> _EXTRACTED TEXT_
In the earlier articles, we have discussed on what is meant by Rational Number and its representation. Here we will step ahead and discuss the classification of non-terminating decimals i.e. recurring and non-recurring decimals. We will elaborate and explain the definitions of recurring and non-recurring decimals as well as the steps involved in how to turn a recurring decimal into a rational number with enough examples. Go through the article completely and be well versed with the concept.

## Recurring Decimals – Definition

Recurring Decimals are the numbers that keep on repeating the same value after the decimal point. These are also called repeating decimals. For Example: 1/3 = 0.3333….

To denote a repeating digit in the recurring decimal we often place a bar over the repeating digit.

## Non-Recurring Decimals – Definition

In the case of Non-Recurring Decimals, the numbers don’t repeat after the decimal point. These are also known as Non-Terminating or Non-Repeating Decimals. For Example: √3 = 1.7320508075688772935274463415059……

## How to Write Recurring Decimals as Rational Numbers?

Go through the simple steps listed below to convert between recurring decimals to rational numbers. The steps involved are as under

- Firstly, let us assume x to be the recurring decimal we need to change as a rational number.
- Examine the repeating digits carefully in the recurring decimal.

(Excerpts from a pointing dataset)
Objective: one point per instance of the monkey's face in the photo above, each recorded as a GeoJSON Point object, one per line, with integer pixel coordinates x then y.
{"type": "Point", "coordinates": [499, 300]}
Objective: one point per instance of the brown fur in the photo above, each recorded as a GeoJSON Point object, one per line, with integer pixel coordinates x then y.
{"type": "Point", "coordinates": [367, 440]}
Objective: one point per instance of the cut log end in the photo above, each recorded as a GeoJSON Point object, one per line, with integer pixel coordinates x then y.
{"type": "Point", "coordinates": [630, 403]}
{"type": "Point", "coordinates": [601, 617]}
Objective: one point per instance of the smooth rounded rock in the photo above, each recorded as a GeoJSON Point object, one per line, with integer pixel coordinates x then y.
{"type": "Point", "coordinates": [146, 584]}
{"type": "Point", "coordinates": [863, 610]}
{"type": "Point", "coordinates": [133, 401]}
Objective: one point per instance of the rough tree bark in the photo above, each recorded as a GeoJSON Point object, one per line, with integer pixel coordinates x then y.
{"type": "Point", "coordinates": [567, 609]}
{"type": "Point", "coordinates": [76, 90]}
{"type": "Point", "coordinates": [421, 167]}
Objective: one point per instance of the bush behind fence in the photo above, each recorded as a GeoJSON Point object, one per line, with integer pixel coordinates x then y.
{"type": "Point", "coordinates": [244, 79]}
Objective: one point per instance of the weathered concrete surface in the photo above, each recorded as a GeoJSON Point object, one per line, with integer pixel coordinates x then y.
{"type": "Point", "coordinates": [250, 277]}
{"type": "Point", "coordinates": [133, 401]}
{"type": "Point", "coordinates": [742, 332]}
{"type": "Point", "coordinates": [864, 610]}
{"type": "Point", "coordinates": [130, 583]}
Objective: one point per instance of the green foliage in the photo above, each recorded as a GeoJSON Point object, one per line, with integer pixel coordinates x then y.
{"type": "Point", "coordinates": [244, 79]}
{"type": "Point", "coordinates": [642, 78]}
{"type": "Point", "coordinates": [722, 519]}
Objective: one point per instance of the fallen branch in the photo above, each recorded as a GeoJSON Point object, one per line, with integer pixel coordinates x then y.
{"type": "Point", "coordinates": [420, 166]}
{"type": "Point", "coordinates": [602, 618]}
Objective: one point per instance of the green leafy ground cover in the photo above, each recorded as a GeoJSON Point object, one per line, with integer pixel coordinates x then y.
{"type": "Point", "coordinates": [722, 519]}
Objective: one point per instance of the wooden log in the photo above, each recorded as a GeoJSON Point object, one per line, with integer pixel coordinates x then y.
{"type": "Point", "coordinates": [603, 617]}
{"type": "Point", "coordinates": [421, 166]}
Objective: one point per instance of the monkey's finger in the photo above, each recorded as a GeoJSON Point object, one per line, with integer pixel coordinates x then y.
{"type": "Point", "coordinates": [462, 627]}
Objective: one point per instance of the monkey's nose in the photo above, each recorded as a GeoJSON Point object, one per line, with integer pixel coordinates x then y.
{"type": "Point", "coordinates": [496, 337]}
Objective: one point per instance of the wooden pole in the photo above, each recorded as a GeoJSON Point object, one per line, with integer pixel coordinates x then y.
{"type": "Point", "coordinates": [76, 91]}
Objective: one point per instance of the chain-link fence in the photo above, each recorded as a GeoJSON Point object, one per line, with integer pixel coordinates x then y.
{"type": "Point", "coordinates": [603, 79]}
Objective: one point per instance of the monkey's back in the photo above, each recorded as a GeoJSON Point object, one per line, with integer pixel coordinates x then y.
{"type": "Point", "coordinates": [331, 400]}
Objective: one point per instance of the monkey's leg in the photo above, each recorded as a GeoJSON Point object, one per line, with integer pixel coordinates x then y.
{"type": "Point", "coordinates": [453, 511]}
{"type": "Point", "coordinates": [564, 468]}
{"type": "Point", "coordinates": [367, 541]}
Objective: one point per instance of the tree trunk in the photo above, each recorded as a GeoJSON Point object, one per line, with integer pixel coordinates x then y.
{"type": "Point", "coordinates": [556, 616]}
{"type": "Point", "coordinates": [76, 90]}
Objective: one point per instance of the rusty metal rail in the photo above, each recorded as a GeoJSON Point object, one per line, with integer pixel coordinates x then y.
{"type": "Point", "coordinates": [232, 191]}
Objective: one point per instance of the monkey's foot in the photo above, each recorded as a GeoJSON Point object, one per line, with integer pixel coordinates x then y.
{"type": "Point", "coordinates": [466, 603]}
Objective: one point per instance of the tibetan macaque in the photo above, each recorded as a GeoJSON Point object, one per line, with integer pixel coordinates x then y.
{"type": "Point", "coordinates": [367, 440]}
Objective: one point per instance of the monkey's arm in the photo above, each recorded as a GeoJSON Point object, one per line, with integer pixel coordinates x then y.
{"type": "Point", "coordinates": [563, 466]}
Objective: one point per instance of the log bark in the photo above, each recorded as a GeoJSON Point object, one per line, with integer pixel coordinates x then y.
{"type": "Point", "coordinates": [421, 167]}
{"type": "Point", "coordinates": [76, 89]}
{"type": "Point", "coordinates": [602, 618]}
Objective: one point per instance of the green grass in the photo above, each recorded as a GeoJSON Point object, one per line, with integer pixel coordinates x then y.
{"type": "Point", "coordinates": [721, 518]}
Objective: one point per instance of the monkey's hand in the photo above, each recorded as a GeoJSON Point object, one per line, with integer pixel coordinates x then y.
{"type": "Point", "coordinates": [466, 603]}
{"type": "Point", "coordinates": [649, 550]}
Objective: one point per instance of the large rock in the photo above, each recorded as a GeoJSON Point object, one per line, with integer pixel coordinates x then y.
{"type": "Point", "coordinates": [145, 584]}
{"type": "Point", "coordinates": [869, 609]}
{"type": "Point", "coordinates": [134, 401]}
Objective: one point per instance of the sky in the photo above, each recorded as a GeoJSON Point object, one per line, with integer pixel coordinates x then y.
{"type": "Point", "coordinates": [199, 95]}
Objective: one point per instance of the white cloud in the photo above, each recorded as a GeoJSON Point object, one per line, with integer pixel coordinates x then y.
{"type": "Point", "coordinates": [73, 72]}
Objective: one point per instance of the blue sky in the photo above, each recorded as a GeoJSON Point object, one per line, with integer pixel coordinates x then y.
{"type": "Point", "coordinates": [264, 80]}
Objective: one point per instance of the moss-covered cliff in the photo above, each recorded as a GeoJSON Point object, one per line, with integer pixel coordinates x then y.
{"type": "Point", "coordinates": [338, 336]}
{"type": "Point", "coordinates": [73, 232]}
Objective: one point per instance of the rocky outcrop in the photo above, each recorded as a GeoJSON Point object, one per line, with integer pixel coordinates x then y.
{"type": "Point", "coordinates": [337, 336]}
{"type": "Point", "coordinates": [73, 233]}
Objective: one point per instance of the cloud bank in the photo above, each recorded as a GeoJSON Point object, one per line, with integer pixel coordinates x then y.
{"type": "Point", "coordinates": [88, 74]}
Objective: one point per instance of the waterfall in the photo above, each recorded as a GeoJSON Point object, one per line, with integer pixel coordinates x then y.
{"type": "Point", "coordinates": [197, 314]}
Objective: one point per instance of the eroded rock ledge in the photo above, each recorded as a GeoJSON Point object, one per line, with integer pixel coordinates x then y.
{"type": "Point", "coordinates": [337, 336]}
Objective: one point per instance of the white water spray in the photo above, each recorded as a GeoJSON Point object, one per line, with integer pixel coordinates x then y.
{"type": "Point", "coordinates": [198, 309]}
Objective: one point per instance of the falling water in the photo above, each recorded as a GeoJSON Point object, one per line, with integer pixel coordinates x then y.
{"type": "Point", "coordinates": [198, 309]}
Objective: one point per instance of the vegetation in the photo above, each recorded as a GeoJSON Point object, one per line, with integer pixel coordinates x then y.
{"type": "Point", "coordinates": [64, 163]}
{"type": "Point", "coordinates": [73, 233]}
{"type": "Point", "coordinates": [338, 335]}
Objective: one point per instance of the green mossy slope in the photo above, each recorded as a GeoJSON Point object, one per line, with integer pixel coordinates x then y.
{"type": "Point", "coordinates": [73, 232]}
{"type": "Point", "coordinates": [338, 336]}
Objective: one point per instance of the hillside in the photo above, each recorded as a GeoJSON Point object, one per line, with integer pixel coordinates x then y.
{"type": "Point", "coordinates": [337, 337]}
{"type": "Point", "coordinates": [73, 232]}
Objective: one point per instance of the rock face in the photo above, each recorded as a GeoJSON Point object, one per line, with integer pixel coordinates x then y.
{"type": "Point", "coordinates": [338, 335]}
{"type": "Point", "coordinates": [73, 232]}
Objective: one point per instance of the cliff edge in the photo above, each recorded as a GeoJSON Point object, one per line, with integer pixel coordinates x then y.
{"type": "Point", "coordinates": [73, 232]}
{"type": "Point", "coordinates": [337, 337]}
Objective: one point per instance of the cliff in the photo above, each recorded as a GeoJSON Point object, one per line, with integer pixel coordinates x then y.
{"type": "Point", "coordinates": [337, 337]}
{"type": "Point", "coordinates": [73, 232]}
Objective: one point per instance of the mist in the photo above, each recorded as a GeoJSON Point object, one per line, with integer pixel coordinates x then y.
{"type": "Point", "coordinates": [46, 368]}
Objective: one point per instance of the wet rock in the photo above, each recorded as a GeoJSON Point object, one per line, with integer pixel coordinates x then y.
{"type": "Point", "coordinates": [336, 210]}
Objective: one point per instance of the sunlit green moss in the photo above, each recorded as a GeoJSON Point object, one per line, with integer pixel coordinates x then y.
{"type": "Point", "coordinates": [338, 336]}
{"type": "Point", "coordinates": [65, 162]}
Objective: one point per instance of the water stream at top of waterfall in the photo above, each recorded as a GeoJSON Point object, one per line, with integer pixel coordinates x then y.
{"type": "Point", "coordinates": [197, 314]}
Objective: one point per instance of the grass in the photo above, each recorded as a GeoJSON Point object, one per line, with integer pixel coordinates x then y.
==
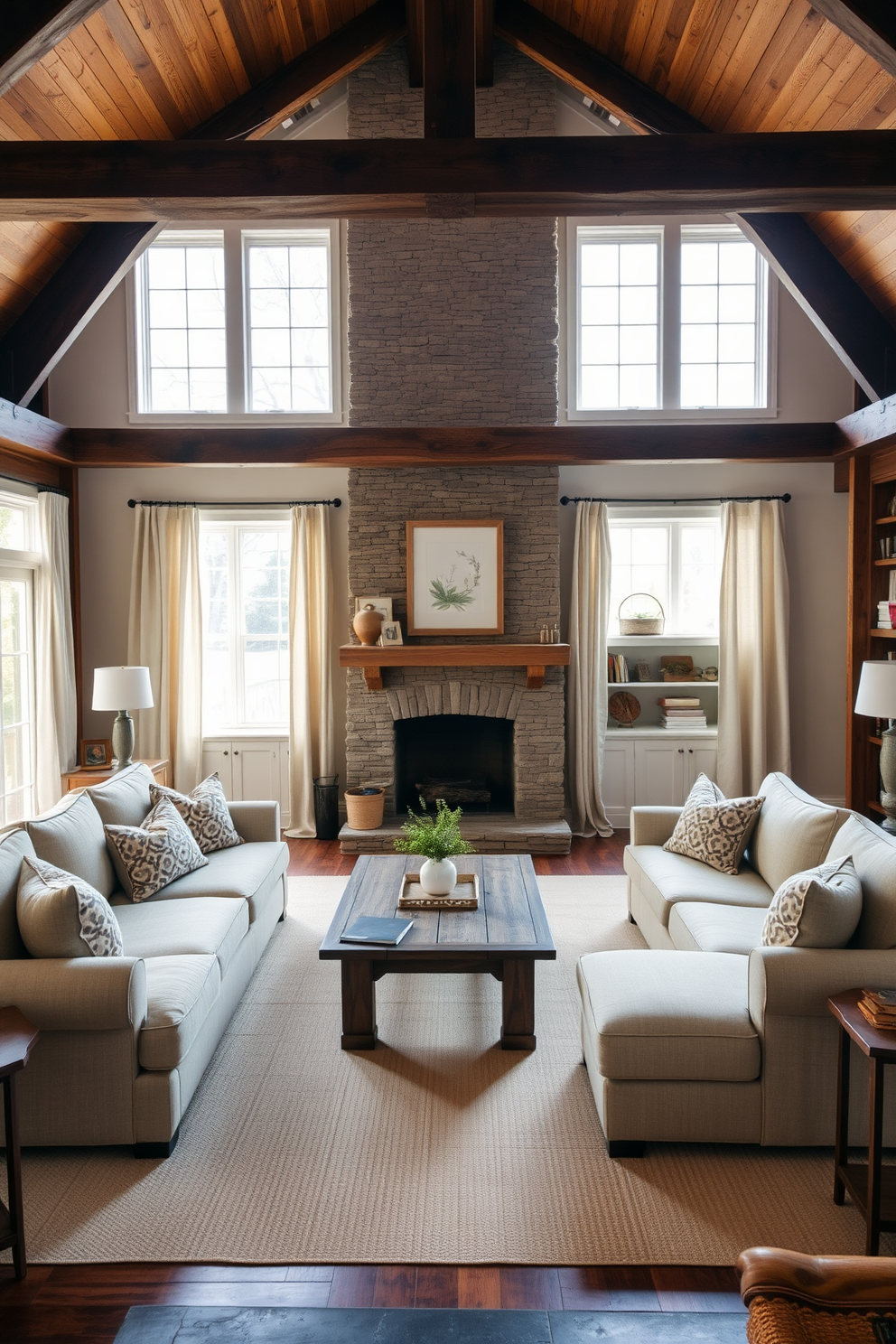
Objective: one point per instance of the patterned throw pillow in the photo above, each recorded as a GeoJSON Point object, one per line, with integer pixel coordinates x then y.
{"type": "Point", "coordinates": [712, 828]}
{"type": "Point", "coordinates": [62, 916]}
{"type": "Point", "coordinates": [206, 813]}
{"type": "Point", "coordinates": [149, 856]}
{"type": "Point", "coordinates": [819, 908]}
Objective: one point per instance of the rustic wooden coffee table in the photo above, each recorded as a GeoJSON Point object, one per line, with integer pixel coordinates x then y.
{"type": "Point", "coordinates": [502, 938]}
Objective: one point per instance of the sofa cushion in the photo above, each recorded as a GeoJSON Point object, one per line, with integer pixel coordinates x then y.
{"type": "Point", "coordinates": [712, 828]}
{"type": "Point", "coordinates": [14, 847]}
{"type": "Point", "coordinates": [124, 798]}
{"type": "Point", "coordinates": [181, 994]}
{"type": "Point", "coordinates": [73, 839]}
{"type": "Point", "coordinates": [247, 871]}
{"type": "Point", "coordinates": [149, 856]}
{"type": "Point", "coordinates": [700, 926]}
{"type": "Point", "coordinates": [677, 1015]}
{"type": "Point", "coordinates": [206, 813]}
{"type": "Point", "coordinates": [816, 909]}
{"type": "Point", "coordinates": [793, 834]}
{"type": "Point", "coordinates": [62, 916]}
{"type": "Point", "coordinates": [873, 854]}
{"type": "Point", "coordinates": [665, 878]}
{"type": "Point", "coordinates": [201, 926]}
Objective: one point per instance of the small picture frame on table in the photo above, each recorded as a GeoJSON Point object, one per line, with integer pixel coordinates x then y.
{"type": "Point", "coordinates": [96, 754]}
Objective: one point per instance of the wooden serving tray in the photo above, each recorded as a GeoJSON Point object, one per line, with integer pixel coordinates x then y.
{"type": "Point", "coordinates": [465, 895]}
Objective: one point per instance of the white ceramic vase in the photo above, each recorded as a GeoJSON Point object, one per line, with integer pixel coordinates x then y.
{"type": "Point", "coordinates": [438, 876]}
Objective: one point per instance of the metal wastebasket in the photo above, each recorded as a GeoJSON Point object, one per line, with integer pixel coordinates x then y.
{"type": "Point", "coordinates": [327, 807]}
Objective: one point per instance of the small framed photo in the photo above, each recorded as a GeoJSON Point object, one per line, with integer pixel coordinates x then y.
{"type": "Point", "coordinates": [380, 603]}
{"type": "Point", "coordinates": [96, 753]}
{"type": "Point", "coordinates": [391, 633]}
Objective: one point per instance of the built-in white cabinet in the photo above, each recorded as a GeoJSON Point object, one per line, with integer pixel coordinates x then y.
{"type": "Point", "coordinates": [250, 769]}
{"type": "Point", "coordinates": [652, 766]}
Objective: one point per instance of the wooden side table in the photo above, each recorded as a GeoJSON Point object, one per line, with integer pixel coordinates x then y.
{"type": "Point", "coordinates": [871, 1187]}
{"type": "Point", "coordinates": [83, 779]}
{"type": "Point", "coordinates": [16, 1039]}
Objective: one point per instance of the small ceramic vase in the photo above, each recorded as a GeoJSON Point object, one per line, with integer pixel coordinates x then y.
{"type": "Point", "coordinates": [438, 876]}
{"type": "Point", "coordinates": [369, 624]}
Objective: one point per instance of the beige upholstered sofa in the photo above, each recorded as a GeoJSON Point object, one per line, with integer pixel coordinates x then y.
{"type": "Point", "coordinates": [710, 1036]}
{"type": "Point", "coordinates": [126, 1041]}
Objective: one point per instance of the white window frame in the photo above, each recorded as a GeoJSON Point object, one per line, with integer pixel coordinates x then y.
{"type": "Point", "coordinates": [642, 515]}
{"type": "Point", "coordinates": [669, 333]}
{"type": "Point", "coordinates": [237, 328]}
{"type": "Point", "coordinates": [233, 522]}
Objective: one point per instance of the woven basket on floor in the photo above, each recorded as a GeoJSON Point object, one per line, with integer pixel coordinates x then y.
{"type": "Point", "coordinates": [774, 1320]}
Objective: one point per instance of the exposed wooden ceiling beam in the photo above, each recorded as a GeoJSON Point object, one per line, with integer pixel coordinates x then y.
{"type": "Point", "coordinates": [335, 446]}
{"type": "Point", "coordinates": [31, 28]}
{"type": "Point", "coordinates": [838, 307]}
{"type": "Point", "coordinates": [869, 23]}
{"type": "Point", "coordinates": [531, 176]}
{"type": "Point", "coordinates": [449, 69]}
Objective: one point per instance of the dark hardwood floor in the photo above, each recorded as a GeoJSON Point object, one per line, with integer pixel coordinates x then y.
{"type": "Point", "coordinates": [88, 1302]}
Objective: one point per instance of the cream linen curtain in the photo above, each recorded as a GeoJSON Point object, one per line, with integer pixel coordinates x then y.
--
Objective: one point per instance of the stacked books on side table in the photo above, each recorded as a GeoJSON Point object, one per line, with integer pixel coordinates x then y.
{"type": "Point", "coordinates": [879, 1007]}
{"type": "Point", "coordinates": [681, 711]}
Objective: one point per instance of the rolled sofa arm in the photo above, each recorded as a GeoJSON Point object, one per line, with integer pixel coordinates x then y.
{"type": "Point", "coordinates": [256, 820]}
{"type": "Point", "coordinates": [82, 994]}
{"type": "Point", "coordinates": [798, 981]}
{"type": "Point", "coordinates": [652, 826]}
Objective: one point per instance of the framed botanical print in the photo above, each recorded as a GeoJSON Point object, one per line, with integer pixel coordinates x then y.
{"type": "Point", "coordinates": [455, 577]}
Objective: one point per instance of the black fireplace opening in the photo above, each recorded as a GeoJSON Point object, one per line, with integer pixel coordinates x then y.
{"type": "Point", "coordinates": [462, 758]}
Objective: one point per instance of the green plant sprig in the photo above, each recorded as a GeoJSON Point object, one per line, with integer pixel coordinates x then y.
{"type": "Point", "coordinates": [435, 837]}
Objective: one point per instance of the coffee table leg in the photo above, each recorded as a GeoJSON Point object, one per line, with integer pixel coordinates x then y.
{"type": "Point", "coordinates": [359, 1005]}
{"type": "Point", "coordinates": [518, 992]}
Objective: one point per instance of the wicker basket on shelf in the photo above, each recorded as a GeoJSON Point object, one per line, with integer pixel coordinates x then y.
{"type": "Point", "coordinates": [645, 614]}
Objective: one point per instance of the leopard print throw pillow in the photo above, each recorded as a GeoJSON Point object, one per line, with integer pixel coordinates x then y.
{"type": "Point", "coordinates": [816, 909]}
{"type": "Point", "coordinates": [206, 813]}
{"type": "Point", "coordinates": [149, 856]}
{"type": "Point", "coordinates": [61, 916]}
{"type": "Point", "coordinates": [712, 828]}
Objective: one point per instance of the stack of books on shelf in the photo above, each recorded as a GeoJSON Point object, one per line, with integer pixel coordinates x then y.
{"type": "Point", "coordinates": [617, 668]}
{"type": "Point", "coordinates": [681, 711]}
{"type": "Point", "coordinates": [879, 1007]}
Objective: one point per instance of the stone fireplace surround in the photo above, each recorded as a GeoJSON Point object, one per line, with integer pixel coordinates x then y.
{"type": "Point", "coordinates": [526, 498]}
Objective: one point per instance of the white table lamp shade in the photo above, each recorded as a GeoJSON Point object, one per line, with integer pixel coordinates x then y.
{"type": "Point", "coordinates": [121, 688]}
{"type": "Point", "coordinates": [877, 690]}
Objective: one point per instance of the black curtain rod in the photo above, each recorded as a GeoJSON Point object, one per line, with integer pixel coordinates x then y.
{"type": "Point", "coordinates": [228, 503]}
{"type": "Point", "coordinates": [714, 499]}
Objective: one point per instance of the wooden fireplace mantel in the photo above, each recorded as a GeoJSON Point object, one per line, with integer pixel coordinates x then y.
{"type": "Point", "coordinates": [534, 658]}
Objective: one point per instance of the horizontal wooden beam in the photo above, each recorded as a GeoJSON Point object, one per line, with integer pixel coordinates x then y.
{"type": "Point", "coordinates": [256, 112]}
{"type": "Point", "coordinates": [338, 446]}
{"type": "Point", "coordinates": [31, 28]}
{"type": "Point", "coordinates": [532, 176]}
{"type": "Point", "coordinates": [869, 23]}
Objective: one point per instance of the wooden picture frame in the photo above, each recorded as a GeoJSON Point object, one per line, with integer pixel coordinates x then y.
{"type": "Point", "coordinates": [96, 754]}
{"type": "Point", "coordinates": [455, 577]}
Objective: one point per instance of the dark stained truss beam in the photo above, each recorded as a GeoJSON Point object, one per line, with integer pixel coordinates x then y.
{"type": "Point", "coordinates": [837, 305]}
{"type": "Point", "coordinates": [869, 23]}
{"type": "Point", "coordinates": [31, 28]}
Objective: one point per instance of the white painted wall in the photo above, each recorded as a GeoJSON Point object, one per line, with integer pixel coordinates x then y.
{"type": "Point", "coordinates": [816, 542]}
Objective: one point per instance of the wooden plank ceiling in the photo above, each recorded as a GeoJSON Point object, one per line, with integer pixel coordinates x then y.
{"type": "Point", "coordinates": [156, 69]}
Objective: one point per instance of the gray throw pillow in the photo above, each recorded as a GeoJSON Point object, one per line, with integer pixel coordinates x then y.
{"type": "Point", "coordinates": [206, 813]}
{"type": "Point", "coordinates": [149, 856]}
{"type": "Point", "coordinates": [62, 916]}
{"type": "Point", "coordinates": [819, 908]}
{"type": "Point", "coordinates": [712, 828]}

> _WRITTEN TASK A_
Reproduce the passage on recurring and non-recurring decimals in full, word for word.
> _WRITTEN TASK B_
Locate every line of the records that contains the word "green" and copy each such line. Matching is case-sensitive.

> _TASK SOLUTION A_
In the earlier articles, we have discussed on what is meant by Rational Number and its representation. Here we will step ahead and discuss the classification of non-terminating decimals i.e. recurring and non-recurring decimals. We will elaborate and explain the definitions of recurring and non-recurring decimals as well as the steps involved in how to turn a recurring decimal into a rational number with enough examples. Go through the article completely and be well versed with the concept.

## Recurring Decimals – Definition

Recurring Decimals are the numbers that keep on repeating the same value after the decimal point. These are also called repeating decimals. For Example: 1/3 = 0.3333….

To denote a repeating digit in the recurring decimal we often place a bar over the repeating digit.

## Non-Recurring Decimals – Definition

In the case of Non-Recurring Decimals, the numbers don’t repeat after the decimal point. These are also known as Non-Terminating or Non-Repeating Decimals. For Example: √3 = 1.7320508075688772935274463415059……

## How to Write Recurring Decimals as Rational Numbers?

Go through the simple steps listed below to convert between recurring decimals to rational numbers. The steps involved are as under

- Firstly, let us assume x to be the recurring decimal we need to change as a rational number.
- Examine the repeating digits carefully in the recurring decimal.

> _TASK SOLUTION B_
Objective: one point per instance of the green foliage in the photo above, each recorded as a GeoJSON Point object, one per line, with integer pixel coordinates x then y.
Objective: one point per instance of the green leafy ground cover in the photo above, each recorded as a GeoJSON Point object, one per line, with integer pixel coordinates x then y.
Objective: one point per instance of the green grass in the photo above, each recorded as a GeoJSON Point object, one per line, with integer pixel coordinates x then y.
Objective: one point per instance of the green mossy slope in the photo above, each recorded as a GeoJSON Point object, one per line, with integer pixel coordinates x then y.
Objective: one point per instance of the sunlit green moss in the photo above, each recorded as a GeoJSON Point object, one per line, with integer pixel coordinates x then y.
Objective: one point per instance of the green plant sprig in the photo above, each recorded as a GeoJSON Point object, one per line, with integer pixel coordinates x then y.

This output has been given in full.